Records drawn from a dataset
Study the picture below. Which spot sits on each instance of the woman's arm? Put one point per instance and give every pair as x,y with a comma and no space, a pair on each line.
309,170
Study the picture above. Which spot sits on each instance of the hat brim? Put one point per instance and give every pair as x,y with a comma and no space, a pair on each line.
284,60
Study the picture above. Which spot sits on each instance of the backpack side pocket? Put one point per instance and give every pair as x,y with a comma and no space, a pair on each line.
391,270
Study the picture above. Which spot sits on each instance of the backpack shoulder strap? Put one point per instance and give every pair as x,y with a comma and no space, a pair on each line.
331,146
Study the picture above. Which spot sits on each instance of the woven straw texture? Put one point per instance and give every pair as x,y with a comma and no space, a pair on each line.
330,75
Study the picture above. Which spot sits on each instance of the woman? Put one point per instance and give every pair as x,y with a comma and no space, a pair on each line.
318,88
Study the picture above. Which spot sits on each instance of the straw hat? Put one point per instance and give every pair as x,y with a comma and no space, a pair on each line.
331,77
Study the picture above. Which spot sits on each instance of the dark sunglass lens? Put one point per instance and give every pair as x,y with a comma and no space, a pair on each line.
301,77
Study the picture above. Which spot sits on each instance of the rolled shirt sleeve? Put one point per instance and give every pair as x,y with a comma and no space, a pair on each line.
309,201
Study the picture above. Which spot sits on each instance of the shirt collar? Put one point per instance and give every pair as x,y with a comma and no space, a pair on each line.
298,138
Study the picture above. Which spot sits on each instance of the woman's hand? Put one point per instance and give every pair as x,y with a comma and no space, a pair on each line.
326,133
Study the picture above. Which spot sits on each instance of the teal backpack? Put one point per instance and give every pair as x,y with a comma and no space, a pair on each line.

PROMPT. Each line from the one containing "of the rolled" through the last line of the entries above is to be returned exactly, and no others.

OUTPUT FOR THIS EXERCISE.
Study the picture above. Which spot sits on each instance of the rolled shirt sleeve? Put one point per instance and give every pair as x,y with a comma and no space, a pair on each line.
309,201
Study the picture above. Which spot sits on each instance of the shirt collar? Put one point per instance and give every pair as x,y with a comma and no space, a pair on each line.
298,138
Study the picture above. Which spot sits on each instance of the woman's hand? Put one point per instance and give every pair as x,y with a comma and no space, a pair on each line.
326,133
Study the picture above. Which spot sits on each instance of the teal backpack? Put one point per instance and give every pair as x,y with a comma and no space, a pair on each line.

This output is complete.